→ **The problem**
Repeat the data exactly, so that every line matches the original.

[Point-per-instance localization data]
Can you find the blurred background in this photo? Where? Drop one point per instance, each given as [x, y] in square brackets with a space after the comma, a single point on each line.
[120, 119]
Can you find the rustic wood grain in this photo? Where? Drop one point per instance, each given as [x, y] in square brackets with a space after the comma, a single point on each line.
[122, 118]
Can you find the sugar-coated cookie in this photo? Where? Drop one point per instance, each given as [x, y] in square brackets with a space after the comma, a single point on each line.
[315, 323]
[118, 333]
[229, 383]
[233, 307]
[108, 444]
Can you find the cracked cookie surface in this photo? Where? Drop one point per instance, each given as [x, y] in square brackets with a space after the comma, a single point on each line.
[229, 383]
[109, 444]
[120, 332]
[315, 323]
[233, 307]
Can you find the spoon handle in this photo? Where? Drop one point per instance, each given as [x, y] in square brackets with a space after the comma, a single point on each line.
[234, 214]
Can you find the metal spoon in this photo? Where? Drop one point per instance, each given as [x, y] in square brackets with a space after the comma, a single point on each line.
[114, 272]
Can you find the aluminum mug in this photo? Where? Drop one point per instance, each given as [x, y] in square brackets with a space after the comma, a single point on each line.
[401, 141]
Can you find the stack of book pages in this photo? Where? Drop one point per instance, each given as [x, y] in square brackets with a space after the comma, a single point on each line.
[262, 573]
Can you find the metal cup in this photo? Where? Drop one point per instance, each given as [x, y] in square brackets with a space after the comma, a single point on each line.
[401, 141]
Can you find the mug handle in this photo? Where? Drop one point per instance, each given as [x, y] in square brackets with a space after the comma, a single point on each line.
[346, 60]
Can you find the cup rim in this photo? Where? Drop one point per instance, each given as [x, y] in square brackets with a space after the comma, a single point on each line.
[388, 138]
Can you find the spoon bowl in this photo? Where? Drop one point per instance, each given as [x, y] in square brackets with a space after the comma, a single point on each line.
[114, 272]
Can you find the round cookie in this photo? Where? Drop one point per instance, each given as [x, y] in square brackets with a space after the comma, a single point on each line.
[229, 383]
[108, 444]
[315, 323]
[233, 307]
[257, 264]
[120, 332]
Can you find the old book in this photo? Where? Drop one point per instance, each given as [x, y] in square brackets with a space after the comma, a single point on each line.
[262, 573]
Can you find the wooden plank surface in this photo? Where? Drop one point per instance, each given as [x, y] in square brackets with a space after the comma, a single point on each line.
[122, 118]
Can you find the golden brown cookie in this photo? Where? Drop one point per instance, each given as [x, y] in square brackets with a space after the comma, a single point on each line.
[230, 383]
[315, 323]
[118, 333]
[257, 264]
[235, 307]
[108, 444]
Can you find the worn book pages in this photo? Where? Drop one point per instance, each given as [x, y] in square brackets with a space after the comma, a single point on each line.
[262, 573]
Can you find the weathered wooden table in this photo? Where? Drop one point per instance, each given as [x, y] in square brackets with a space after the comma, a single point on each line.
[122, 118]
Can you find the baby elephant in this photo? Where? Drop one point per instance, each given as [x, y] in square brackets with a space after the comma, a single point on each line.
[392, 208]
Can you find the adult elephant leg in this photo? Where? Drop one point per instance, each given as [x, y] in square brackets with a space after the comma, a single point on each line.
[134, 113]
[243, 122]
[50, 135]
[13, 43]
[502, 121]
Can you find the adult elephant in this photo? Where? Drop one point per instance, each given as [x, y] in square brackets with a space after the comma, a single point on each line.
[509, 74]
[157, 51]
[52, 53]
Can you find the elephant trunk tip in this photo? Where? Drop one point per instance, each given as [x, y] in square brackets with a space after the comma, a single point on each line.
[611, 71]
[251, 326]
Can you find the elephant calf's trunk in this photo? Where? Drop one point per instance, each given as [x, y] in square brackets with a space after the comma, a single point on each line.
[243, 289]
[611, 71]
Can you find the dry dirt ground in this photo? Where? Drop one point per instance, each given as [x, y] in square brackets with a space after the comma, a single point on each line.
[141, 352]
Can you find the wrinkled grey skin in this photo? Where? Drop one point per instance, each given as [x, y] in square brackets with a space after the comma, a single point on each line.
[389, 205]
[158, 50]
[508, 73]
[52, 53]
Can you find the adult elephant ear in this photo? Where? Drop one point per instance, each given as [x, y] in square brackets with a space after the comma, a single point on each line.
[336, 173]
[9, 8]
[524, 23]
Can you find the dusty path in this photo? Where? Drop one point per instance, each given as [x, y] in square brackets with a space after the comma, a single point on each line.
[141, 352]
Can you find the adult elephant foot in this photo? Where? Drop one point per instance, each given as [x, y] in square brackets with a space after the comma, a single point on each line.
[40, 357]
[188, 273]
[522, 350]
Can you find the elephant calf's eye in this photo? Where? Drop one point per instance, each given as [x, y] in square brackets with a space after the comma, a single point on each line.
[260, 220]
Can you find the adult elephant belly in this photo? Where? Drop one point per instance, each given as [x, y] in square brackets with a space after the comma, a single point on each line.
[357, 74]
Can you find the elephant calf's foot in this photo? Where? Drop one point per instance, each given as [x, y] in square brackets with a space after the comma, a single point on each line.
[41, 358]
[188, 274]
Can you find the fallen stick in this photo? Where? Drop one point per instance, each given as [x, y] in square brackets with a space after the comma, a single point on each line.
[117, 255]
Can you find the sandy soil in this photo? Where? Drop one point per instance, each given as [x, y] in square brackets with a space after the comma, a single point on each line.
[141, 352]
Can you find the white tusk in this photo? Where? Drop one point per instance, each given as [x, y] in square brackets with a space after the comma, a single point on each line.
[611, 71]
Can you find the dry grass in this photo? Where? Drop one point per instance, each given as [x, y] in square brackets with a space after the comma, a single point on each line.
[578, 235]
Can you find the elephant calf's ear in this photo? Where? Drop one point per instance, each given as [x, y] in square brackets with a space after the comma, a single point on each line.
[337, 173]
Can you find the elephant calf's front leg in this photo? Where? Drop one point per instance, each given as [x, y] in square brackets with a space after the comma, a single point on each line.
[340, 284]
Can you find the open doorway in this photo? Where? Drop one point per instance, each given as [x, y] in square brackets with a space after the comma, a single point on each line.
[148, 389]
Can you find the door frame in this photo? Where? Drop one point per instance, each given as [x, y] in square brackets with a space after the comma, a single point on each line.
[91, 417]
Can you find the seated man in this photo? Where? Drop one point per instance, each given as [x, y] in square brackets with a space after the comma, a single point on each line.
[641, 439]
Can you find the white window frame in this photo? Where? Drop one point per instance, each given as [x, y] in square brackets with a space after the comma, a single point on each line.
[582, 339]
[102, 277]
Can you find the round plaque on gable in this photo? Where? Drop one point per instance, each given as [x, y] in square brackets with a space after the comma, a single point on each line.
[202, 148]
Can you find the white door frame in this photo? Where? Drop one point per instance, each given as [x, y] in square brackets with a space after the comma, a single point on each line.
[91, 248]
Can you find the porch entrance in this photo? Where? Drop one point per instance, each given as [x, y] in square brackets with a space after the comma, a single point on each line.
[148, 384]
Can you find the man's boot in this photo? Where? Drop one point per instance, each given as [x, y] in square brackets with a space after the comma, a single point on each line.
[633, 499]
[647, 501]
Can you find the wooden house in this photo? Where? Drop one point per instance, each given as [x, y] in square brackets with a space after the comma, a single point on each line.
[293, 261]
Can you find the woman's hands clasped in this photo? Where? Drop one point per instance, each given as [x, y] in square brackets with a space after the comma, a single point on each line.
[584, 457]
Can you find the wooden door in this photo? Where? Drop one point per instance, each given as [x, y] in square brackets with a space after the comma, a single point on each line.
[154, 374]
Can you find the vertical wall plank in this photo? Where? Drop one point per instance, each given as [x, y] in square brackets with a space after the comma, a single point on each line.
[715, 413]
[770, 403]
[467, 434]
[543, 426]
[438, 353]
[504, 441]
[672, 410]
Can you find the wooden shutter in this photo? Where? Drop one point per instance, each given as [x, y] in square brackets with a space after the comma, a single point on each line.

→ **Task solution**
Can you find the blurred background in this photo? Where? Drop one point per instance, each given as [x, y] in square brackets with a space after the comma, a single point on each line.
[120, 119]
Can you find the rustic wood grain in this photo? Where? Drop one point per instance, each given as [x, y] in square brackets with a space after the comma, a single point on each line.
[122, 118]
Can you find the sugar-coated cookie in this photo? Where? Drop one point per instance, each given as [x, y] in square brackets with a space after the comma, a single point on each line.
[315, 323]
[118, 333]
[229, 383]
[233, 307]
[108, 444]
Can you find the cracked cookie surface in this photo? Where? Drop one point per instance, each given as [x, y] in square brackets with a space after the comma, a single point on each line.
[229, 383]
[109, 444]
[120, 332]
[315, 323]
[233, 307]
Can you find the spoon handle in this photo? Where? Drop one point per instance, each given as [x, y] in square brackets with a space after the comma, a single point on each line.
[234, 214]
Can you find the metal spoon in this photo? Where? Drop one point per instance, each given as [x, y] in square brackets with a space after the comma, a single point on each line.
[114, 272]
Can you find the aluminum mug in this photo? Where? Drop one point per instance, each given as [x, y] in square brackets with a space after the comma, a single point on each line.
[401, 141]
Can you find the stack of book pages in this photo? Where? Drop one point per instance, each given as [x, y] in square brackets with a space after the comma, a single point on each line.
[262, 573]
Can you find the metal cup in this photo? Where? Drop one point per instance, each given as [x, y] in square brackets with a space after the comma, a single point on each line.
[401, 141]
Can you find the mug handle in this photo? Where? Drop one point per instance, each given as [x, y] in square brackets with a space after the comma, a single point on each line.
[346, 60]
Can you find the cup rim in this photo? Where? Drop one point per instance, each given as [x, y] in square brackets with a space after the comma, a single point on each line.
[388, 138]
Can you find the spoon bowl in this photo? Where? Drop one point per instance, each given as [x, y] in square brackets with a space after the comma, a single point on each line.
[114, 272]
Can you find the round cookie in this photo? Where? Drop one point per instance, each given as [x, y] in square brackets with a space after the comma, a single point on each line.
[229, 383]
[108, 444]
[315, 323]
[233, 307]
[257, 264]
[120, 332]
Can you find the old book in this photo? Where? Drop one point per instance, each given as [x, y] in square brackets with a space after the comma, a single point on each line.
[262, 573]
Can you find the wooden plank surface in this photo? Where? Drop one point per instance, each given as [x, y] in square brackets with a space after the comma, a single point on each line.
[122, 118]
Can you find the golden brown cookie in this photo? Where? Drop one point per instance, each given as [x, y] in square brackets with a space after the comma, a single point on each line.
[230, 383]
[315, 323]
[118, 333]
[257, 264]
[235, 307]
[108, 444]
Can you find the worn book pages in this photo? Where? Drop one point per instance, each given as [x, y] in square brackets with a space after the comma, a single point on each line.
[262, 573]
Can you find the weathered wooden table in this photo? Where? Drop one point per instance, each given as [x, y] in square brackets with a space after the comma, a single point on each line.
[122, 118]
Can you find the baby elephant in this photo? Where? Drop one point per instance, each given as [x, y] in square brackets with a space after the comma, a single point on each line.
[392, 208]
Can you find the adult elephant leg in this photo? Where? Drop one point per instance, each given as [x, y] in square brackets with a space after the comma, a single point on each line.
[134, 113]
[243, 122]
[50, 135]
[13, 43]
[502, 121]
Can you find the adult elephant in this photo? Where? Drop one point per instance, each given as [x, y] in square brackets with a space after the comma, a single point on each line.
[509, 74]
[157, 51]
[52, 53]
Can you find the elephant trunk tip in this photo? Where? Drop one point per instance, each given as [x, y] in square brackets with a space after the comma, a single point on each line.
[611, 71]
[251, 326]
Can you find the elephant calf's trunk in this photo? Where? Drop one point per instance, each given as [x, y] in square brackets with a space after the comma, a single point on each line.
[243, 289]
[611, 71]
Can you find the dry dirt ground in this photo? Where? Drop one point per instance, each given as [x, y] in square brackets with a space after the comma, a single point on each line.
[141, 352]
Can you find the wrinkled grey skin in this photo? Where? Drop one point per instance, each given as [x, y] in square brackets with a space after the comma, a single point on each line.
[389, 205]
[158, 50]
[508, 73]
[52, 53]
Can you find the adult elephant ear in this photo? Where? Drop one point per instance, each given as [x, y] in square brackets with a space after the comma, a single point on each line.
[336, 173]
[9, 8]
[524, 23]
Can you find the dusty path in this photo? Where? Drop one point per instance, each given as [x, y] in square brackets with a space after the comma, a single point on each line.
[141, 352]
Can you find the adult elephant foot in this photo? Where? Drop one point per instance, each given as [x, y] in square brackets with a space after the comma, a single point on each line.
[40, 357]
[188, 273]
[522, 350]
Can you find the elephant calf's eye in this photo? Where? Drop one point per instance, each given as [x, y] in square brackets with a space after the comma, a single point on each line.
[260, 220]
Can you find the adult elephant belly in this photo? Where? Drop one point per instance, each given as [x, y] in square brackets with a space after the comma, a single point on each line.
[357, 74]
Can you find the elephant calf's foot in this photo? Where? Drop one point per instance, each given as [x, y] in square brackets with a space after the comma, a single point on each line.
[41, 358]
[188, 274]
Can you find the fallen stick in this photo? Where? Drop one point per instance, each given as [x, y] in square brackets with a space after the comma, a single point on each line.
[117, 255]
Can you find the sandy soil in this photo? Where? Drop one point per instance, each given as [x, y] in square brackets with a space after the comma, a single point on each line.
[141, 352]
Can you find the white tusk in this photo? Where? Drop one point per instance, each given as [x, y] in square brackets with a space after the comma, a single point on each line.
[611, 71]
Can you find the dry grass in this photo? Where? Drop one point per instance, each given as [x, y] in square brackets with a space after the comma, a single point on each line.
[578, 235]
Can you find the elephant calf's ear in this photo? Where? Drop one point per instance, each given as [x, y] in square brackets with a space after the comma, a single point on each line.
[337, 173]
Can you find the elephant calf's front leg in this photo? Where? Drop one point per instance, each given as [x, y] in square brackets with a space after the comma, a single point on each line.
[340, 284]
Can you find the open doorway in this photo? Where? Drop one point per instance, each given as [x, y] in square brackets with a space after the comma, a single point on each line.
[148, 389]
Can you find the door frame in this photo? Where? Drop one point per instance, each given as [x, y] in square brackets with a space after the comma, a single point on each line.
[91, 417]
Can you find the seated man in this photo? Where? Drop one point per instance, each given as [x, y] in square brackets with a space after the comma, a single point on each line.
[641, 439]
Can you find the white window frame in this photo? Where? Drop one point per instance, each given as [x, y] in square brackets with a space after the comma, a single point on each line.
[582, 339]
[102, 277]
Can you find the round plaque on gable in this photo? Where? Drop one point per instance, each given as [x, y] in square brackets with a space after the comma, a single point on each line.
[202, 148]
Can you find the white door frame in this photo? Where? Drop one point per instance, each given as [x, y] in square brackets with a space after the comma, a single point on each line.
[91, 248]
Can you find the porch entrance in this photo? Where? Drop one point per instance, each given as [x, y] in square brackets with a space after the comma, a single point on each line.
[148, 384]
Can you find the man's boot in this photo? Where? Drop one point per instance, each given as [x, y] in square brackets with a space after the comma, a single point on each line.
[633, 499]
[647, 501]
Can you find the wooden house in this photo? Where? Drop one point per instance, each given as [x, y] in square brackets with a space after the comma, a single point on each line.
[293, 261]
Can you find the woman's hands clasped in this photo? Where? Drop one point per instance, each given as [x, y] in square brackets with a space after the comma, a single point on each line.
[584, 457]
Can you find the wooden door in this photo? Where? Drop one point per instance, each given as [x, y] in square brackets with a space after the comma, a single point on each line.
[154, 374]
Can you find the vertical wall plank in this photo? Where? Drop one point per instance, each given as [x, y] in square brackets with a space after the comma, a single point on each line.
[715, 413]
[770, 403]
[467, 434]
[543, 426]
[438, 353]
[504, 441]
[672, 410]
Can you find the wooden shutter in this photo? Where? Drop one point per instance, each given as [x, y] in square brackets with a space after the comma, a single point on each line.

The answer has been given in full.